DATA SUPPLIED:
┄┄┄┄┄┄┄┄┄┄┄┄┄┄┄┄┄┄┄┄
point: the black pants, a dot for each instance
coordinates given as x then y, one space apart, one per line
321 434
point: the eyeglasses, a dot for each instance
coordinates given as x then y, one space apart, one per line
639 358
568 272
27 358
┄┄┄┄┄┄┄┄┄┄┄┄┄┄┄┄┄┄┄┄
Go through the data above and return every line exactly.

REPLY:
point: the black pants, a dot for each instance
coordinates given as x then y, one space apart, one per line
321 434
point: the eyeglasses, a dot for each instance
coordinates given as x then y, one space apart, one per line
639 358
568 272
27 358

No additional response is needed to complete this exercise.